Copy out the stretch from the line containing "# locate forested" through the end of the data, changing "hillside" to "slope" and leaving everything else as it is.

## begin

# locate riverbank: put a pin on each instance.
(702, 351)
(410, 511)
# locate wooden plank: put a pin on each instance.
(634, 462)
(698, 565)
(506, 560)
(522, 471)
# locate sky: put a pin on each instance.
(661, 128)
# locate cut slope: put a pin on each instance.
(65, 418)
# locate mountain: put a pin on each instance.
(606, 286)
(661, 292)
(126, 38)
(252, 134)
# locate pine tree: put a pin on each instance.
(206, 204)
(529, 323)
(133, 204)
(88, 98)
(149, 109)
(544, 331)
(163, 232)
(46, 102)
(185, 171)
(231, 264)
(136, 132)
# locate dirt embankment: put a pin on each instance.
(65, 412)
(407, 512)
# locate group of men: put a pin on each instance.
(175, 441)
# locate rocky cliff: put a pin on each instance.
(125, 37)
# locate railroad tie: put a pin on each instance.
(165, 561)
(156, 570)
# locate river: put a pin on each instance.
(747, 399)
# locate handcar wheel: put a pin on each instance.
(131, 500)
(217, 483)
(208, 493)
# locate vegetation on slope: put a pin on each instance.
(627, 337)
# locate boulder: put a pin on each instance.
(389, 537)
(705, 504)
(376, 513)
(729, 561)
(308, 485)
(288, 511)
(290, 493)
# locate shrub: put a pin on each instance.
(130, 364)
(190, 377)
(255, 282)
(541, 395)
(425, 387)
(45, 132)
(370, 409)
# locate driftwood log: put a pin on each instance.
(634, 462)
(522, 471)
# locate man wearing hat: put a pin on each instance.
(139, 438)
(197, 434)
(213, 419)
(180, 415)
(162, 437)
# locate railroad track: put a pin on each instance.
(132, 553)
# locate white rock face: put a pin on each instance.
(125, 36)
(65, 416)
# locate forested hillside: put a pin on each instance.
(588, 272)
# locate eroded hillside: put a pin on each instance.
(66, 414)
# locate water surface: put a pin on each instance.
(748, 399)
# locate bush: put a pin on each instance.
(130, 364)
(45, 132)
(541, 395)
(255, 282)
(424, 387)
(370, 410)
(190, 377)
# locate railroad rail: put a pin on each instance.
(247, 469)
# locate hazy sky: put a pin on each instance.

## end

**Expected output:**
# locate forested slope: put a pin on each instance.
(588, 272)
# locate eroded slope: put a pin on each instance.
(66, 414)
# locate water surface: put a pin on each instance.
(748, 399)
# locate bush: put a pin on each instance.
(130, 364)
(45, 132)
(541, 395)
(255, 282)
(424, 387)
(370, 410)
(190, 377)
# locate railroad rail: put a pin on each instance.
(247, 469)
# locate hazy sky: put a pin on each instance.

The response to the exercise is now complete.